Isolate every line in the records below with "truck" in it.

##### Material for this task

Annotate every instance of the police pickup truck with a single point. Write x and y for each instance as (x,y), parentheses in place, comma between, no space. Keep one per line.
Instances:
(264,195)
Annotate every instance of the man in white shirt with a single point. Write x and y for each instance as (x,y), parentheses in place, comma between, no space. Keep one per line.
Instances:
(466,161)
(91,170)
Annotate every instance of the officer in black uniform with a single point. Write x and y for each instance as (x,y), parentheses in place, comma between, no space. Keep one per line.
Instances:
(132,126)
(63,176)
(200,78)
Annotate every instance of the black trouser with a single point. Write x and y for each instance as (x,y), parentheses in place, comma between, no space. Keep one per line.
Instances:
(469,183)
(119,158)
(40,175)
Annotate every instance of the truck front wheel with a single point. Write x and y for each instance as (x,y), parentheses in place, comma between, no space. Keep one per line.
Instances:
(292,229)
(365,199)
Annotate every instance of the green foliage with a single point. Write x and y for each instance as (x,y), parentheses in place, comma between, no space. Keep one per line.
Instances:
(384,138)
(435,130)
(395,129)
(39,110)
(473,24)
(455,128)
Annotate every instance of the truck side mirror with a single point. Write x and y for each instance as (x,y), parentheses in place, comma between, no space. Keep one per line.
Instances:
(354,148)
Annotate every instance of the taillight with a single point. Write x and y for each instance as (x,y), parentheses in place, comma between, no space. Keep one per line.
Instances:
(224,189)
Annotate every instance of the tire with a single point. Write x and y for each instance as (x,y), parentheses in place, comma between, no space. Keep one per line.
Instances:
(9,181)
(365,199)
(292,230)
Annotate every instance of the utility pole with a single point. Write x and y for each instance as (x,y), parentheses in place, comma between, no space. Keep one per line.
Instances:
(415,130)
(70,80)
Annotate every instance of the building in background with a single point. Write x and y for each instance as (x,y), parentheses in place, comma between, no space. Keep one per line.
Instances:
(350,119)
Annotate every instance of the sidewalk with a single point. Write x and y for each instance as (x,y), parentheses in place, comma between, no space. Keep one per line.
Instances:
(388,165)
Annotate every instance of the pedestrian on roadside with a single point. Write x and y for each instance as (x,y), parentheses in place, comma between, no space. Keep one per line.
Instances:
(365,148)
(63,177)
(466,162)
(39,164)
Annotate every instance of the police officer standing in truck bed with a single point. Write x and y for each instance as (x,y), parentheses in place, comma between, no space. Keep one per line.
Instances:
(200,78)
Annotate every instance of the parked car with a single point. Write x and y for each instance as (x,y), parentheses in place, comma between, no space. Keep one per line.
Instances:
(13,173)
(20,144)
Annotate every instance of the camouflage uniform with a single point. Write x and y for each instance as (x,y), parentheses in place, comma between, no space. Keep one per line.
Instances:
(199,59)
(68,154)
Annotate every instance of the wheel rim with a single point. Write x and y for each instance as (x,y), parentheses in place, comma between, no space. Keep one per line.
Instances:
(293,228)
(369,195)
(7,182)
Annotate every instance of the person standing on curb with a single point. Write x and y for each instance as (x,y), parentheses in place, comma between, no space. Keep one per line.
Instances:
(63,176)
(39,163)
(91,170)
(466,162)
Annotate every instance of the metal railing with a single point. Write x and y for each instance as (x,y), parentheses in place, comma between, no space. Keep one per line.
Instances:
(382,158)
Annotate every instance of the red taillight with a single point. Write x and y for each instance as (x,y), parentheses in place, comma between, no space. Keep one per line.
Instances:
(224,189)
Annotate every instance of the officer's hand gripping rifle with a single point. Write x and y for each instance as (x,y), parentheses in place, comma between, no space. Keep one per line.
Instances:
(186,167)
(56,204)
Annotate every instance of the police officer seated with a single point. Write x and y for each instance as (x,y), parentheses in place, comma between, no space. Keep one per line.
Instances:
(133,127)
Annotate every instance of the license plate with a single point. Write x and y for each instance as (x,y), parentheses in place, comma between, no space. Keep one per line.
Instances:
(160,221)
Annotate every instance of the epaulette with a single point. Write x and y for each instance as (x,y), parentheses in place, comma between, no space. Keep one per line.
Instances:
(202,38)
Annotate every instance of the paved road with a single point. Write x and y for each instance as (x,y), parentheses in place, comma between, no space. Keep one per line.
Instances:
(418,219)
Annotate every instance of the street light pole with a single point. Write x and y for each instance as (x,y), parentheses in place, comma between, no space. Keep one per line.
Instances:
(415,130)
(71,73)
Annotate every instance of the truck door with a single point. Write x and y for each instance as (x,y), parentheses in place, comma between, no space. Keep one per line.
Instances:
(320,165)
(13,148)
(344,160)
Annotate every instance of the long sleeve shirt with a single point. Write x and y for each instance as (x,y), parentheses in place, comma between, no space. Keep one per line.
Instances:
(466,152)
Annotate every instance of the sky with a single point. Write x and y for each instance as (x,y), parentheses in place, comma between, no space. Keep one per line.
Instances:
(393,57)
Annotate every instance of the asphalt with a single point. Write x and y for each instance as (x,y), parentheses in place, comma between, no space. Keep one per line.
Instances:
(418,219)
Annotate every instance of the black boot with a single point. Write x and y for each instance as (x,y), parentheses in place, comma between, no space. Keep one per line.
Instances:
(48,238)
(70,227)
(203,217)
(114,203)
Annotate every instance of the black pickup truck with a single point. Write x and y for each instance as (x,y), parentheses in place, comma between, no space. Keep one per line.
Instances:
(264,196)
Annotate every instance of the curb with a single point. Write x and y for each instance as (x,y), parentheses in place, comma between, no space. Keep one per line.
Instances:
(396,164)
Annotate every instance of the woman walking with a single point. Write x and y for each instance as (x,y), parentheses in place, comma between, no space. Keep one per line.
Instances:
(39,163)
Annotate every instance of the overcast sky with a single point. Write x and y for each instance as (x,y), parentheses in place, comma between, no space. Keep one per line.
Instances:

##########

(Problem solution):
Annotate every instance of the police pickup truck with a single point. Write x and y for each instance as (x,y), parentheses in place, comma between, no space. Keep one per line.
Annotate every instance of the truck front wheel with a single point. Write x and y for each instance as (x,y), parentheses in place, comma between, no space. Keep one per line.
Annotate every instance of the truck side mirror with a single point. Write x and y for each instance as (x,y), parentheses in place, comma between, no space. Keep one per line.
Annotate every instance of the police officer standing in truck bed with a single point. Write x and y for each instance as (x,y), parentheses in place, comma between, no space. Keep one per line.
Annotate every instance of the truck door with a single point. Write x and y for each instance as (x,y), parentheses in place, comma between, no space. Keep one per line.
Annotate every instance of the black pickup truck with a single point. Write x and y for each instance as (x,y), parentheses in place, comma between, no space. Keep one per line.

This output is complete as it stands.